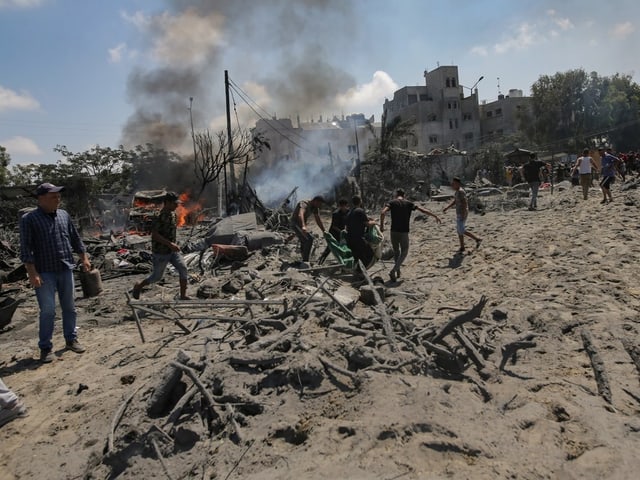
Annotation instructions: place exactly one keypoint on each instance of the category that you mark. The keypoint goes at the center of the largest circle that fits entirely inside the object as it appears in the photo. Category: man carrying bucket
(48, 240)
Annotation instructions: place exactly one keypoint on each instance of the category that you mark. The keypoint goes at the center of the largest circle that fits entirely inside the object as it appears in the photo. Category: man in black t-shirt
(356, 225)
(401, 210)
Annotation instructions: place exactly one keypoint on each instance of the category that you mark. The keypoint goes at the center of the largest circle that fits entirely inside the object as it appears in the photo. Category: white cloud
(480, 50)
(21, 146)
(368, 97)
(138, 19)
(115, 54)
(11, 100)
(21, 3)
(563, 23)
(524, 37)
(623, 29)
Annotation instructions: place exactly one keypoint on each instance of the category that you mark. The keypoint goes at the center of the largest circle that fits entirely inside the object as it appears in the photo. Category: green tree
(109, 169)
(574, 109)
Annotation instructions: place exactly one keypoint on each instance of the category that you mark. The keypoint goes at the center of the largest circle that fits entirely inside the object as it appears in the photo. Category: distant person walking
(462, 212)
(338, 218)
(356, 225)
(585, 166)
(531, 171)
(608, 169)
(400, 209)
(164, 247)
(299, 220)
(48, 240)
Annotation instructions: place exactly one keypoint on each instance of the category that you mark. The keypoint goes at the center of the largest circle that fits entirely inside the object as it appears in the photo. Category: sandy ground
(566, 272)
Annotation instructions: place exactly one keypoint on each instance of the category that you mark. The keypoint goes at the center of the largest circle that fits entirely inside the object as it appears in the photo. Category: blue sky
(110, 72)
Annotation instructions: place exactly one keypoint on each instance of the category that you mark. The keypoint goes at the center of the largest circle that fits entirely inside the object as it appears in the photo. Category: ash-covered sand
(560, 275)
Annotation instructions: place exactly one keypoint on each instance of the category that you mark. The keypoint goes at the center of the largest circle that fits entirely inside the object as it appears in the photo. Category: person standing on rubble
(48, 240)
(401, 210)
(585, 167)
(299, 220)
(338, 218)
(531, 171)
(356, 225)
(608, 170)
(164, 247)
(462, 212)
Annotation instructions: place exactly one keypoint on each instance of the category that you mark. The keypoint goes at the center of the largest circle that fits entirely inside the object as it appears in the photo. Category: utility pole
(193, 136)
(230, 139)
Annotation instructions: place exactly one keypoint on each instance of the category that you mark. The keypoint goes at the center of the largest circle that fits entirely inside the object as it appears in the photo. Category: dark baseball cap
(45, 188)
(172, 197)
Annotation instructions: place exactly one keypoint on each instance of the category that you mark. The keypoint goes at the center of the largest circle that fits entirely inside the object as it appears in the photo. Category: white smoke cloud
(622, 30)
(115, 54)
(21, 146)
(368, 97)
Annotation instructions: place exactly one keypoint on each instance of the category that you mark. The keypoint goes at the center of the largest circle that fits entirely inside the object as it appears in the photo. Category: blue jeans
(534, 194)
(160, 262)
(400, 245)
(306, 242)
(62, 282)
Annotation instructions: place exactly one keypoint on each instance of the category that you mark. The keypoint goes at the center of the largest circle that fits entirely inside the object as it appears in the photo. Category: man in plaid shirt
(48, 241)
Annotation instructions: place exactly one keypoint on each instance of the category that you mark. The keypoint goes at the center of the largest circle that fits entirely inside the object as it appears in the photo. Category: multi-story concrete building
(503, 116)
(443, 115)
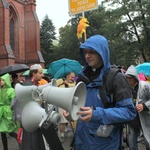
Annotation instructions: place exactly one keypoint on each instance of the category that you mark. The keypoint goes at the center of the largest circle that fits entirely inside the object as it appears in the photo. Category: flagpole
(85, 29)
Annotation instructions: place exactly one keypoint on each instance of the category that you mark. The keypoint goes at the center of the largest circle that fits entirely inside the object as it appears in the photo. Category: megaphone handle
(51, 136)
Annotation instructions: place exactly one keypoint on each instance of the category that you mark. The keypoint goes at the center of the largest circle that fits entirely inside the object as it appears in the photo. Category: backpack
(108, 87)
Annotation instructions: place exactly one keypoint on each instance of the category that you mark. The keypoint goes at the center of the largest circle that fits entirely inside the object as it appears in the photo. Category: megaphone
(29, 93)
(34, 116)
(70, 99)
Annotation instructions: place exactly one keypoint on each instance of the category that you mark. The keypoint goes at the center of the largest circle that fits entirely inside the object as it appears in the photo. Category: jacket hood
(6, 78)
(100, 45)
(131, 71)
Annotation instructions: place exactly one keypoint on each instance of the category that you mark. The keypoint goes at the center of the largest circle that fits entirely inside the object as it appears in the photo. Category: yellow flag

▶ **INSTRUCTIONS TO FOLLOW**
Write out the entries above word for word. Do not include the pictures.

▶ **EXPECTED ANSWER**
Annotation instructions: place exactly one keypoint on each instance of the category that you mark. The keypoint goes at the center of the largest circle that fits entirely inside the object as it appears in the photo. Category: man carrying bucket
(48, 240)
Annotation instructions: place exactly one keypoint on each instance of the category that you mark. The keypoint goes at the center of the largest circle that fits entirely inside the object as it appears in the photo. Category: man in black t-shirt
(356, 225)
(401, 210)
Annotation instructions: place exactly one keypoint on each instance of the category that you mark. The keypoint goes at the center of the largest circle that fits entirely inside the object as it appears in the photo. Category: white cloud
(480, 50)
(21, 146)
(368, 97)
(138, 19)
(115, 54)
(11, 100)
(21, 3)
(563, 23)
(524, 37)
(623, 29)
Annotation instructions: place exactly one keypoint on each instance of the category that you mark. The keypoint goes at the center of the largest circle that fits entirely inside the object as it appears in the photo. Category: green tree
(109, 169)
(574, 109)
Annotation instructions: place exactly one keypoint on each instance of the category that you mark. The keypoint goes at the center of the largest circle that fits entirely inside the object as it appears in the photo. Category: distant person walking
(462, 212)
(338, 218)
(356, 225)
(585, 166)
(531, 171)
(608, 169)
(400, 209)
(164, 247)
(299, 220)
(48, 240)
Annotation instructions: place exactly one keypoint on each instance of the category that you mark. The keypoint goes at the center of the largest circle that fits entirely inside the object as it appears in the photo. Category: sandy ground
(566, 272)
Annotation instructions: place exactly one keypoint on each instance of the category that you mark. The keypoint goes at the center of the largest circle that fits entirely inside the object as it appears in the photo. Category: blue sky
(110, 72)
Annotation instructions: place exactly one keypoint on each instance of the category that you mark. The keypoint goes at the center of the largest circle that fits entirely inside the object as it appears in the photo. Category: ash-covered sand
(560, 275)
Annotation instructions: place exactly one keypoint on each instance of the category that you mark. The keypoint goes at the center of the largest circle that fits entirely inside the object as it appears in the photo. Category: person standing on rubble
(48, 240)
(401, 210)
(585, 167)
(299, 220)
(338, 218)
(531, 171)
(356, 225)
(608, 170)
(164, 247)
(462, 212)
Annotation instructions: place exactly one keypoint on each instance of the category that you mark. The keypoint goes at the center of the largest circle that fits entirely inside the object as it appears in the photo. Category: utility pole
(193, 136)
(230, 139)
Annotation instructions: place exactly one keypoint on each instance of the category that you mark. The keypoint goes at the center of the largest circle that fits entirely inside the object as it appears in the photo. Category: dark baseball cap
(45, 188)
(172, 197)
Annotation instructions: place exactly one keypoint on each instance of the category that you mark. The keypoint goes at the center of the largest circle that fits entirely inside the object as it appears in the photo. Category: white smoke cloud
(622, 30)
(115, 54)
(21, 146)
(368, 97)
Annotation instructions: place exactly one keypoint on each instance of the category that you mark. The keypoint goes at the center of the largest circle that fits entirely inside the object as it appears in the photo. Category: blue jeans
(534, 194)
(160, 262)
(400, 245)
(306, 242)
(62, 282)
Annotation instructions: place exactly one keypoint on each instance of the category that you mark. The keypoint goes at the center of the largest circle that fits entirely inside the object as it appears in the photo. Category: man in plaid shirt
(48, 241)
Annotation instructions: place exactly one keypoint on each instance of the category that you mark. The keypoint goes at the center of the largest circle that fits entirely inside the object as it appears in the photo. Category: multi-story concrete building
(503, 116)
(443, 115)
Annotation instructions: place exactly one keypoint on each instance of the category that you mark. The keypoint goes at the center of the largest circle that fits entirely inside the object as it appears in the photo. Category: flagpole
(85, 29)
Annotation instructions: place exactly one keypoint on each instance of the category that you mark. The keypoint goes at the center of the largest circle that fits entirely inside the object as it appears in the photo. Category: megaphone handle
(51, 136)
Annotation instructions: place exactly one keypoint on each instance of the category that you mark. The keypoint goes at the center of the largest circle that fits entirely inside the object as it appears in the photo. Category: backpack
(108, 87)
Annotation instructions: place exactly one keypoint on each instance of the category that you mark. The keypoint goes at the center of the largest circle that fits entirely inside the object as it appears in the photo. Category: megaphone
(29, 93)
(34, 116)
(70, 99)
Annotation instructions: place exactly one keypoint on each instance of the category that you mark. The keypoint goes at the center of the largest circle that fits entirely inside the object as it appears in the photo. Category: jacket hood
(6, 78)
(100, 45)
(131, 71)
Annotation instructions: place exactly one keypoint on each instance of the category that you mark. The keypoint goes at the center of the largest circle that fits entirely inside the object as it appears in the photo. Category: yellow flag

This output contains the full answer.